* [Objective]: Select and copy every row below that contains the string "sweet". Case counts.

* [Data listing]:
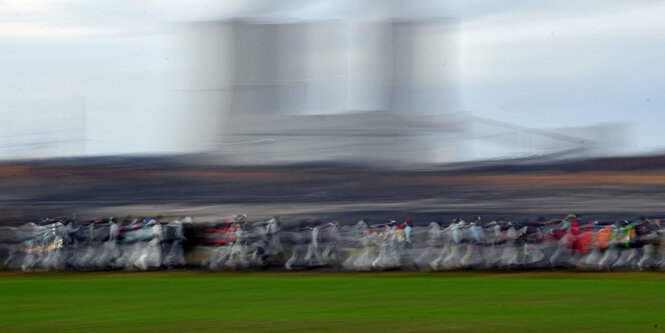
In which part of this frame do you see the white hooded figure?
[305,224,325,266]
[134,220,163,270]
[266,217,284,256]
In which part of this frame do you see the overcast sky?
[0,0,665,157]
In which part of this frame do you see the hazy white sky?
[0,0,665,156]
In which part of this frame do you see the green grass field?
[0,272,665,333]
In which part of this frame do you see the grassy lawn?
[0,272,665,333]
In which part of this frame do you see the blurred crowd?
[0,214,665,271]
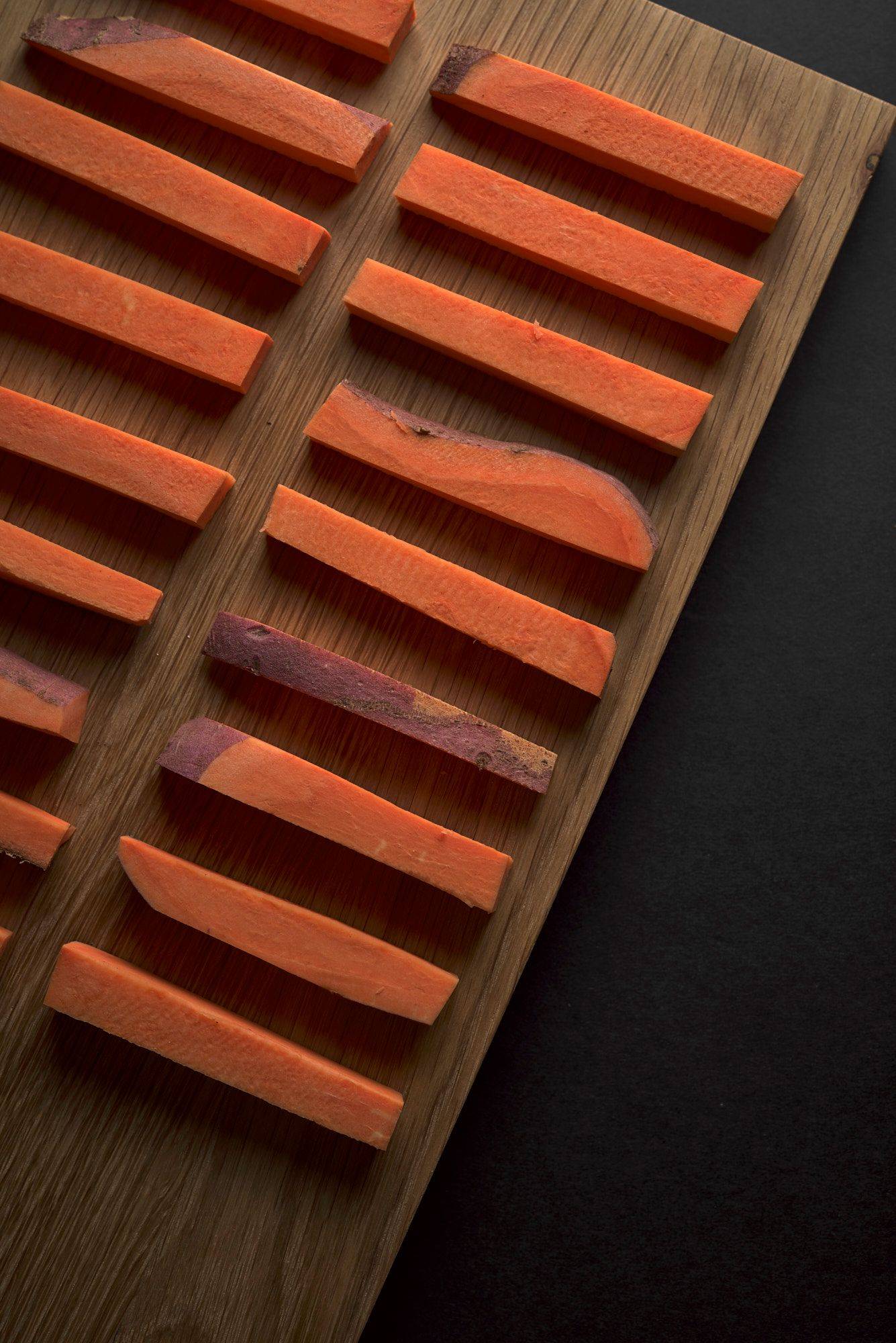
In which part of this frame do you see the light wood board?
[0,0,893,1343]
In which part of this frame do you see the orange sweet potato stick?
[0,387,234,526]
[158,719,511,911]
[24,15,391,181]
[305,383,657,569]
[345,259,712,454]
[118,835,457,1025]
[431,47,802,232]
[0,232,271,392]
[0,83,330,285]
[263,485,615,694]
[395,145,762,341]
[0,792,75,868]
[0,649,90,741]
[230,0,415,64]
[0,518,162,624]
[44,941,404,1148]
[203,611,556,792]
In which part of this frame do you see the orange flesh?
[345,261,712,454]
[118,835,457,1025]
[160,719,511,911]
[0,649,89,741]
[0,518,162,624]
[0,83,330,285]
[432,47,802,232]
[305,383,657,569]
[230,0,415,63]
[0,792,75,868]
[395,145,762,341]
[44,941,404,1148]
[0,234,271,392]
[264,485,615,694]
[0,387,234,526]
[27,30,391,181]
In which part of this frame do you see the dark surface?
[364,0,896,1343]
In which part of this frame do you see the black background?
[364,0,896,1343]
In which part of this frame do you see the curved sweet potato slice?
[305,383,657,571]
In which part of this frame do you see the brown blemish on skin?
[430,46,495,98]
[21,13,179,51]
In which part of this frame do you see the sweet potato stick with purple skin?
[24,15,392,181]
[0,649,90,741]
[158,719,511,911]
[203,611,556,792]
[305,383,658,571]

* [The output]:
In which part of this frame do you see the orange sweet potato stick?
In which part of this frame do you see the curved sweet potato slice?
In which part of this frame do you see the sweet potato stick with purple skin?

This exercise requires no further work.